### [TASKS AND EXERCISES]
1) List every politician named in the column on the Better Together campaign below.
2) Write the next paragraph of the column on the Better Together campaign, picking up after its final sentence.

### [PASSAGE PROVIDED]
It’s hard to believe it really but it’s now 10 years since the launch of the Better Together campaign to keep Scotland in the Union. Just think about that for a second: ten years. Think about how different the world was then. There was no Brexit. There was no Megxit. Dear God: there was no Line of Duty.

It's also strange, and sobering, to look back at the launch with a bit of 2022 hindsight. Some of the campaign is still highly relevant, particularly the kind of things Alistair Darling was saying about the problems a referendum raises. “Think of all the big questions the world is challenged by,” he said, “and think really hard about which of these questions is Scottish independence the answer.” Ten years on, that still pretty much goes to the heart of the matter for many No voters.

But some of what was said at the time of the launch in 2012 is relevant in different ways – more disturbing ways. As you know, the campaign was multi-party; Mr Darling was joined at the launch by the then Labour leader Johann Lamont, the Conservative leader Ruth Davidson and the Liberal Democrats’ Willie Rennie. Ms Lamont said working with their old enemies the Tories was the “right thing to do”.

The idea, of course, was that the cross-party alliance could be a microcosm of the union itself – everyone working together – and the Prime Minister David Cameron sought to underline this point when he responded to the launch. “Politics is too often about division,” he said, “but today three political parties are joining forces to celebrate the UK and say it is something worth fighting for.” We treasure our United Kingdom, he said, and Scotland’s place in a family of nations.

I realise that, a decade on and downwind from Brexit, it’s easy to be cynical about that. But even now, even after everything that’s happened, even after all the murky, turbulent water that’s flowed under the shoogly bridge of the UK, I still get what Cameron was saying. I like the idea of a family of nations, even one in which some of the siblings are bigger than others. And I like the idea of parties joining forces.

Object point labels:
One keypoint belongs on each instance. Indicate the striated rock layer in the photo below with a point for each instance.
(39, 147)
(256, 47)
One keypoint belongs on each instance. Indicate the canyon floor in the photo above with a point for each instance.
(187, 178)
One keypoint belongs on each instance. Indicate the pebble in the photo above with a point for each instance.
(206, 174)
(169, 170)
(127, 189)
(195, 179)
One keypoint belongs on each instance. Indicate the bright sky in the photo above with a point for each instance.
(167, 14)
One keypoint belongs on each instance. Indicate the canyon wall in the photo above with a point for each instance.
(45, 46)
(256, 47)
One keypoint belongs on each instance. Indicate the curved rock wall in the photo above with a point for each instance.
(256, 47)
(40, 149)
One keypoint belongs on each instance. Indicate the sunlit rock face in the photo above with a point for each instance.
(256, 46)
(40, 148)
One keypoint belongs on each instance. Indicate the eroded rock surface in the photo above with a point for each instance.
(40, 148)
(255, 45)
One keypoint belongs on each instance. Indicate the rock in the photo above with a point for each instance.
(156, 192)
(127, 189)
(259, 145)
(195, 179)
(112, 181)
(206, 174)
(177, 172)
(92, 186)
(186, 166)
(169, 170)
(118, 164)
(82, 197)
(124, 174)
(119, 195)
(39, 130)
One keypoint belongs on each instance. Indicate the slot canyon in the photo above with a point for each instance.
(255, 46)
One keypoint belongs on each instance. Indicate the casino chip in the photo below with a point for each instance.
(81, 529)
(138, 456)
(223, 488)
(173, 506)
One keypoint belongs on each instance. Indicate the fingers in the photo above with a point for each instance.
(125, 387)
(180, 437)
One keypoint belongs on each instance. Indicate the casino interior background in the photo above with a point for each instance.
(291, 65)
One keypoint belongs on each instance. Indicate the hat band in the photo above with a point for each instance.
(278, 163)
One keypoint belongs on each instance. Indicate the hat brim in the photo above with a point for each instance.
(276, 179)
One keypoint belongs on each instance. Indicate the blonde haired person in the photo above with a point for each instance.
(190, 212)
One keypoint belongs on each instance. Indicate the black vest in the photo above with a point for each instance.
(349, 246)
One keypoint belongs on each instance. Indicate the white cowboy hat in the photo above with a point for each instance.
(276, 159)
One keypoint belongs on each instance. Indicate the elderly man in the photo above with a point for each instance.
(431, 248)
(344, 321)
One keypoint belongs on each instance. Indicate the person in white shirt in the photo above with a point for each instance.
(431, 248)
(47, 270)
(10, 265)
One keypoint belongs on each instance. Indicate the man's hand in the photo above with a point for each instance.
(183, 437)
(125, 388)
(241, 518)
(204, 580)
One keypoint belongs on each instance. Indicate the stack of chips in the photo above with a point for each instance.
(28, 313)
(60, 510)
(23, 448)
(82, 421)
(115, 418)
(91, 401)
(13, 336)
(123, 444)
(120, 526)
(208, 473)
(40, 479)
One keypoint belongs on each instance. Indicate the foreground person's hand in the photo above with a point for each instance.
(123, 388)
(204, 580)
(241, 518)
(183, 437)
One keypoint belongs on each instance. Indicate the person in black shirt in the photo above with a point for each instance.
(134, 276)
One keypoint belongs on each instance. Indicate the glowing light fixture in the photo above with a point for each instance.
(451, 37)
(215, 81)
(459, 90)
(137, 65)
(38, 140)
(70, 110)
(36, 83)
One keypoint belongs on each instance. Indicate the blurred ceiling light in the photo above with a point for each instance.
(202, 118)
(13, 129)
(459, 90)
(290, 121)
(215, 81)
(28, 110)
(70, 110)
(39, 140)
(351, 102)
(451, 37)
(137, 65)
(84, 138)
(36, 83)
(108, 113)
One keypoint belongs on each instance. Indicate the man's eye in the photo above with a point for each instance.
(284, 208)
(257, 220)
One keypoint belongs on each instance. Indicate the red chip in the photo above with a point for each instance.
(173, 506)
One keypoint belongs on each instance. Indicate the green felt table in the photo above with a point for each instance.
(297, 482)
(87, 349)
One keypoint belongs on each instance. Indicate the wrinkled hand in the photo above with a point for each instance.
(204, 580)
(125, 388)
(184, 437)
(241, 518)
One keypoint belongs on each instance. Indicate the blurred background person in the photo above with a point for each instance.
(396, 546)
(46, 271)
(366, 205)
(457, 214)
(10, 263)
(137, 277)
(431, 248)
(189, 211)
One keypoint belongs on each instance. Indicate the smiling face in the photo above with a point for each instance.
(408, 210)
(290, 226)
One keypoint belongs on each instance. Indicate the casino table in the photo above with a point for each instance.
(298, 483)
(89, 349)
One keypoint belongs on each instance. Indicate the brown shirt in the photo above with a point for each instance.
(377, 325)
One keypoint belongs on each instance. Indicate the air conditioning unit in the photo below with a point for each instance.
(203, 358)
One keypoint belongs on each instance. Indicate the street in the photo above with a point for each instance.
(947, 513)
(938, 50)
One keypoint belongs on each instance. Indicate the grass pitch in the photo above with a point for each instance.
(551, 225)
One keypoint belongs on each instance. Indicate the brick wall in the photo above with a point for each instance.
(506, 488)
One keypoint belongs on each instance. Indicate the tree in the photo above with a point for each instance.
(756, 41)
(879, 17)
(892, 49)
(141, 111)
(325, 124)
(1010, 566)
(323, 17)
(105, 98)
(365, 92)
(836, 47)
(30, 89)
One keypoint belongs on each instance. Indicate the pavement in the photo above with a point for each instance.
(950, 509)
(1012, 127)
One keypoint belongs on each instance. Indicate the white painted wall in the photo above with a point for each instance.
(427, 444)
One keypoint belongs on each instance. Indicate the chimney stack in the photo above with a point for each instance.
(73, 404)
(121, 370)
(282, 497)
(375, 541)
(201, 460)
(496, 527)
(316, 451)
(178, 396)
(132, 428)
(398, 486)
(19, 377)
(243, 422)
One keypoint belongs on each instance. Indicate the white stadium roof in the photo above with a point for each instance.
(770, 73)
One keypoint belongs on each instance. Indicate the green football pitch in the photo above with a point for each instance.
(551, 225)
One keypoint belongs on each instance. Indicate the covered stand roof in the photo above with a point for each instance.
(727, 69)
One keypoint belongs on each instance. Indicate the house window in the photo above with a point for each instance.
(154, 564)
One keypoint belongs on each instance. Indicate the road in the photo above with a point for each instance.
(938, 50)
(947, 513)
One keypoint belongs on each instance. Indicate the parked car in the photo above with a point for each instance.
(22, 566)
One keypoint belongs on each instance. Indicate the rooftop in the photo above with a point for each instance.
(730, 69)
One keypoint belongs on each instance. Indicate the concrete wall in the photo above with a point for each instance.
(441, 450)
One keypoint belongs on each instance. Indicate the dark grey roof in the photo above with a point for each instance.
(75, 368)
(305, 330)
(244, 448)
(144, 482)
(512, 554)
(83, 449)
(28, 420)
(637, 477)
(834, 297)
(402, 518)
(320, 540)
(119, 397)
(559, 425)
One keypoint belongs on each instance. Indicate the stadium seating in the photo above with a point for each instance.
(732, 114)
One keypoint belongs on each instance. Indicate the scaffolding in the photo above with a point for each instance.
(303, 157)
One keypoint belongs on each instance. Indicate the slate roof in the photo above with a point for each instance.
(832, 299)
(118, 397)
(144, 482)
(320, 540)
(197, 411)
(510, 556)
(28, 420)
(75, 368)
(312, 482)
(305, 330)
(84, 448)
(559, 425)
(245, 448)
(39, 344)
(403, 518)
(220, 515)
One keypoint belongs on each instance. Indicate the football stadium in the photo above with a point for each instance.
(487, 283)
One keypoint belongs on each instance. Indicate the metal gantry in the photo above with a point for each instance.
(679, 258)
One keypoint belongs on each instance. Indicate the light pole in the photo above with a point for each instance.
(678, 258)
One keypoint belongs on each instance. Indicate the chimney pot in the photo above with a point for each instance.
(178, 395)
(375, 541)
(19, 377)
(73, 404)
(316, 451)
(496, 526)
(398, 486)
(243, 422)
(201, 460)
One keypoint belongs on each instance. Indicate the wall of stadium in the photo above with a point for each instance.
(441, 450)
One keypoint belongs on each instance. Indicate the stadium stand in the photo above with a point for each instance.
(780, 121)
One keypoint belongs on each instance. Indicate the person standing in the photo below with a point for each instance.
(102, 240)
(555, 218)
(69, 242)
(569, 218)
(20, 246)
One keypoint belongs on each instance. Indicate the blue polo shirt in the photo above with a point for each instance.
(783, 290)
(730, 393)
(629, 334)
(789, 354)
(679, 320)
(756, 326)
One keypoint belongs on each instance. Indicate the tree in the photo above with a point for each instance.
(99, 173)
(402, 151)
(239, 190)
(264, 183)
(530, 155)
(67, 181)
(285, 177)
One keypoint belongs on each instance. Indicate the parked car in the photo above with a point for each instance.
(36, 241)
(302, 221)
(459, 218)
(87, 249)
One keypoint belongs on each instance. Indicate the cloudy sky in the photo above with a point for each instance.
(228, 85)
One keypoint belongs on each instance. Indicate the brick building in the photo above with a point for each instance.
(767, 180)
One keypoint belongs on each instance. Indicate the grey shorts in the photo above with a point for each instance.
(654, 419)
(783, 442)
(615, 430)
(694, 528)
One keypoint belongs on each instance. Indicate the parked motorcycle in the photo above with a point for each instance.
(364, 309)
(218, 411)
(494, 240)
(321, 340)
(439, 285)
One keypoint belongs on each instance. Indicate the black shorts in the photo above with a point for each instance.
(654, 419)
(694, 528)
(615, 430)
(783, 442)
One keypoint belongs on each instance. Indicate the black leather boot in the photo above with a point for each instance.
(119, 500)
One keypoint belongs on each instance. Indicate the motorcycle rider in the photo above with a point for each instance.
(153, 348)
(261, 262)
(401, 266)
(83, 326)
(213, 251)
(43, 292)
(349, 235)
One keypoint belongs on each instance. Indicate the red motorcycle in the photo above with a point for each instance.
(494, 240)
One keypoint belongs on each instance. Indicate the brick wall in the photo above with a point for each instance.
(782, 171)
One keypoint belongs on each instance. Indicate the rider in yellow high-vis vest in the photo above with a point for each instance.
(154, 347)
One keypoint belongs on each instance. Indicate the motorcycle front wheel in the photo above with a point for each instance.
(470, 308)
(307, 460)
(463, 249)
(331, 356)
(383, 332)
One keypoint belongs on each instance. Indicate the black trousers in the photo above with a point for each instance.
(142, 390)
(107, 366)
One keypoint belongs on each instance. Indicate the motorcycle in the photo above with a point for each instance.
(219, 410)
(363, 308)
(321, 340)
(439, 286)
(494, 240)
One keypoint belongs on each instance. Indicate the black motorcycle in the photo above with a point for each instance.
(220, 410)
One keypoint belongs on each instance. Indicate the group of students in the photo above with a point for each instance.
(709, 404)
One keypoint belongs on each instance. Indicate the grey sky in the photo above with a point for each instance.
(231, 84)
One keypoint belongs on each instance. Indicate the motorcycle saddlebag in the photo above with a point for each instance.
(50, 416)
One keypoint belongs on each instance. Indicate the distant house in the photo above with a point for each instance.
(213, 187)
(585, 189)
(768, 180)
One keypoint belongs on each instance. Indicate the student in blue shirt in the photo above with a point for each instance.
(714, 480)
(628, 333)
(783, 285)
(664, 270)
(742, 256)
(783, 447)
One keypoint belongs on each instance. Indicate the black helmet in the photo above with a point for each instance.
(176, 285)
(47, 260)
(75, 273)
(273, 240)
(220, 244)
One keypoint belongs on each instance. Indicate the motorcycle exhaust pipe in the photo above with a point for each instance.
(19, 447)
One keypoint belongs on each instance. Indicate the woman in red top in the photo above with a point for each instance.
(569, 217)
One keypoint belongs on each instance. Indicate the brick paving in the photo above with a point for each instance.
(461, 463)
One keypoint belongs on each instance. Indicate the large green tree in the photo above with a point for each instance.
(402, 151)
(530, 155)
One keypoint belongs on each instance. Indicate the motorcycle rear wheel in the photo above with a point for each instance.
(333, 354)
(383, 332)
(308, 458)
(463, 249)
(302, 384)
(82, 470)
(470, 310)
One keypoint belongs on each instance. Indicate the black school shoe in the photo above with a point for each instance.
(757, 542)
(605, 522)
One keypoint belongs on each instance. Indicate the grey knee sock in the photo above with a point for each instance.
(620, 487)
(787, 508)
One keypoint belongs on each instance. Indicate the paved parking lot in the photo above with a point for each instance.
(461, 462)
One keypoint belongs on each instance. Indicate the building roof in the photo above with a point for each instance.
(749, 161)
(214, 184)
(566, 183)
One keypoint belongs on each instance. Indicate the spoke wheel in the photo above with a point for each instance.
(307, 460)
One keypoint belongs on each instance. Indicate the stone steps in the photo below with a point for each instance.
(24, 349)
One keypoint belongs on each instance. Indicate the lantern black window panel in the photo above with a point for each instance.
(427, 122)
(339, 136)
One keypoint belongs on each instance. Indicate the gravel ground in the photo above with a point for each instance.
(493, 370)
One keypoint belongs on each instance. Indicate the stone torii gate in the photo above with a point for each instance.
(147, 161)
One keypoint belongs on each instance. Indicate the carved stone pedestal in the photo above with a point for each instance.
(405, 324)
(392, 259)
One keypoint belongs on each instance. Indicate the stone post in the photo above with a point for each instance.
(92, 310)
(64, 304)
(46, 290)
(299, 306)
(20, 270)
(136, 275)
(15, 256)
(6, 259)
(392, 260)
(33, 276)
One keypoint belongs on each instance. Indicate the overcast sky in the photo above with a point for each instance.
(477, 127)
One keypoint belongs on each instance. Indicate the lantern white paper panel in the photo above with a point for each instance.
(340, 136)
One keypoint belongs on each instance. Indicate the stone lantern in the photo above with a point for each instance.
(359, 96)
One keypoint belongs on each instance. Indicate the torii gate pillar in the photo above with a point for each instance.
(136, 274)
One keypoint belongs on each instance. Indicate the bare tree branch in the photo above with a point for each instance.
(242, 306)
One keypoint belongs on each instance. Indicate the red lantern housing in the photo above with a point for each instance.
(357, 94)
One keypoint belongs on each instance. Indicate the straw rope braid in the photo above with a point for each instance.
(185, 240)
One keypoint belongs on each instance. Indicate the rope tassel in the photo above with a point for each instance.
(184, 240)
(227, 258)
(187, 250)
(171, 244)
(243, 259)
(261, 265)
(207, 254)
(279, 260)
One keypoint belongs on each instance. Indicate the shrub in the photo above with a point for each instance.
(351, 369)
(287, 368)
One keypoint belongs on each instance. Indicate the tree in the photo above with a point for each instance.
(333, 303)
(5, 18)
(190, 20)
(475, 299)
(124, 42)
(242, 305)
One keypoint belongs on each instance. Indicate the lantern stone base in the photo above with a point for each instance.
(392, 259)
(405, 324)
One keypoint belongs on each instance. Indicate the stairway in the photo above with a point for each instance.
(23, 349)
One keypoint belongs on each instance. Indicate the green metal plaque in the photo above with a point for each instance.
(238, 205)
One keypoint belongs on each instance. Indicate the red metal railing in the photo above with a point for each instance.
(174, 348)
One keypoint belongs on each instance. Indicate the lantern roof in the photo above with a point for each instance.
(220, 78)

### [THE RESPONSES]
1) Alistair Darling, Johann Lamont, Ruth Davidson, Willie Rennie, David Cameron

2)
But even at the time, even amidst all the idealistic talk of working together, you could see the signs of danger ahead. Right from the start, Alex Salmond, in that instinctual way he had for spotting the gaps in a wall, could see his plan of attack. Better Together, he said, was “Tory-led” and Labour in Scotland would “pay for a generation” for campaigning with the Conservatives. Quite quickly the phrase “Red Tory” also started to catch on and spread on social media and Labour campaigners bridled at it because it hurt, and as an insult it worked.

In some ways – with the benefit of my hindsight glasses again – it’s hard to understand why Scottish Labour didn’t predict such problems and the down sides of the Better Together alliance given the depth of the hatred many Scots feel for the Tories. It’s also why Salmond kept banging on about it. You are hand in glove and shoulder to shoulder with the Tories, he told them, and you will not be forgiven.

Was he right? Probably. The political fortunes of Labour in Scotland since 2014 have been disastrous and there are no real signs of a recovery for the party. It also looks like senior figures in Labour are finally beginning to accept in public that working with the Tories in Better Together was a mistake and needs to be rethought in any future referendum. The deputy leader in Scotland Jackie Baillie has said it was wrong for the party to be part of Better Together and they would run their own distinctive campaign in any future vote.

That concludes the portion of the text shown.